TEXT UNDER STUDY –
○ ○ ○ ○

During 1984, Trevor and the RSC started to discuss seriously producing the show at the Barbican Theatre. "We finally settled on an October 1985 opening," says Mackintosh. "In the beginning of 1985, it became apparent that the project needed a last vital collaborator to complete the team and I suggested Herbert Kretzmer — the critic and lyricist who had written several musicals in England during the 1960's and was the author of some of Charles Aznavour's greatest songs. Working flat out for six months he managed to prepare a rehearsal draft by August 1985. Kretzmer also did all the lyrics in English, working hand in glove with Alain, Claude-Michel, Trevor and John."

Mr. Mackintosh credits Alain Boublil and Claude-Michel with much of the success of Les Misérables. "Without their original brilliant creation, the English team would have had nothing to work with."

From Paris, by phone, Alain Boublil had equally high praise for Cameron Mackintosh. "To tell you the truth," he says, "Cameron changed the lives of Claude-Michel and me. He really understood what we were trying to do, despite the fact that we were writing in French and living in a country where the musical theatre does not exist. He did not try to buy us out. He stipulated, from the start, that the only condition on which he would do this show with us would be if we would participate in the creation of the English production. I had no idea when we created Les Misérables that it would be done someday in London and New York. And now, it's scheduled for eight other countries this year! This only became possible the day we first met Cameron."

In 1983, when Trevor Nunn suggested that they do the show with the RSC, Mackintosh said he would only consider it if it could be a real co-production. "Other shows, have transferred from the RSC," he explains, "but what has never happened before is that a commercial producer has owned something and gone there and co-produced it with the RSC as I did. The RSC's creative working process was invaluable for a work of this scope. Les Misérables is both a highly professional musical as well as a classic piece of ensemble theatre."

○ ○ ○ ○

WORK REQUEST – Carry on the account of how Les Misérables came to be staged with the RSC, picking up right after its final sentence. The records have no connection to the text.

DATA FOR REVIEW –
○ ○ ○ ○

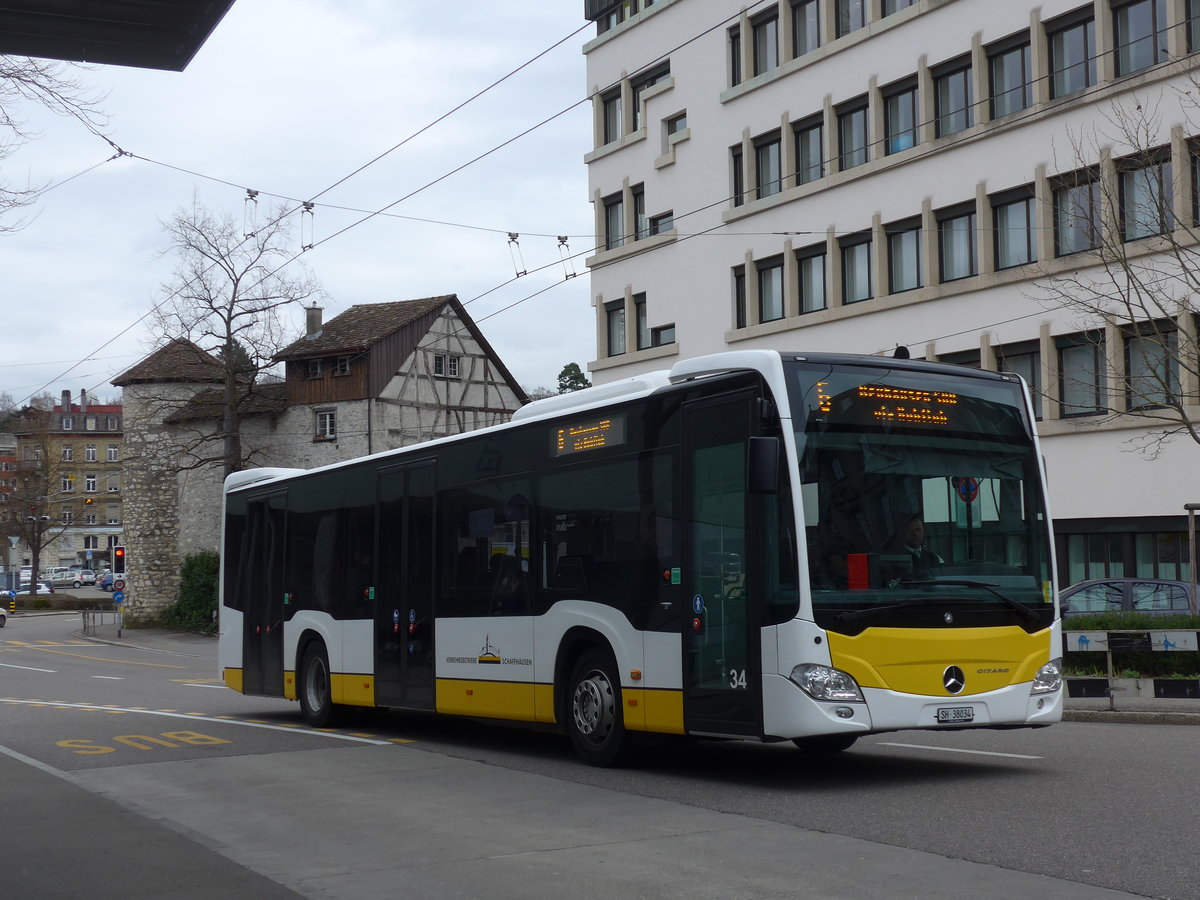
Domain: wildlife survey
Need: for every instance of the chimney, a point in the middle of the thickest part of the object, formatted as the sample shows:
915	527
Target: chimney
312	322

○ ○ ○ ○

EXPECTED OUTPUT –
Because Mackintosh's production office obviously had more expertise in the musical theatre than the RSC, the burden of casting the show fell primarily on its shoulders, drawing on performers from all branches of the profession. After six months of extensive auditions, in fact, only three of the leading performers came from within the ranks of the RSC — the actress playing Cosette came from the Glyndbourne Opera and Frances Ruffelle skated over from Trevor Nunn's Starlight Express.

Tim Rice suggested the Irish singer Colm Wilkinson to play the lead role of Jean Valjean and Mackintosh, one week after the show went into rehearsal, came up with the idea of casting Patti LuPone as Fantine.

Mackintosh admits that he and his investors ran a financial risk co-producing the musical with the RSC. "We were risking three hundred thousand pounds (about $450,000) on an eight-week run," he says, "which we had no part of. The RSC could never have mounted a production the size of Les Misérables without outside help. I also had to raise another three hundred thousand pounds and take an option on London's Palace Theatre in the event that we did transfer the show after its run at RSC.

"I must say that when the show opened in London, it got very mixed reviews and I had a terrible time deciding whether it would work or not if we transferred it," the producer says. "It was only because of great word-of-mouth that we sold out within ten days of the opening.

"Then we had another problem. We opened at the Barbican in October and had to move to the Palace in December — a very bad time of the year with an advance sale that was not spectacular. Miraculously, the public came and we were an immediate huge success.

"Trevor Nunn and John Caird did terrific work," Mackintosh explains, "in achieving clarity of story telling, which is what they're both brilliant at. That element of their work from the RSC is part and parcel of the show's success."

For the New York production very minor changes have been made, according to the producer. "But we've tightened it," he adds. "Now, we all feel that we have the definitive version of our musical and hope audiences, all over the world will agree with us."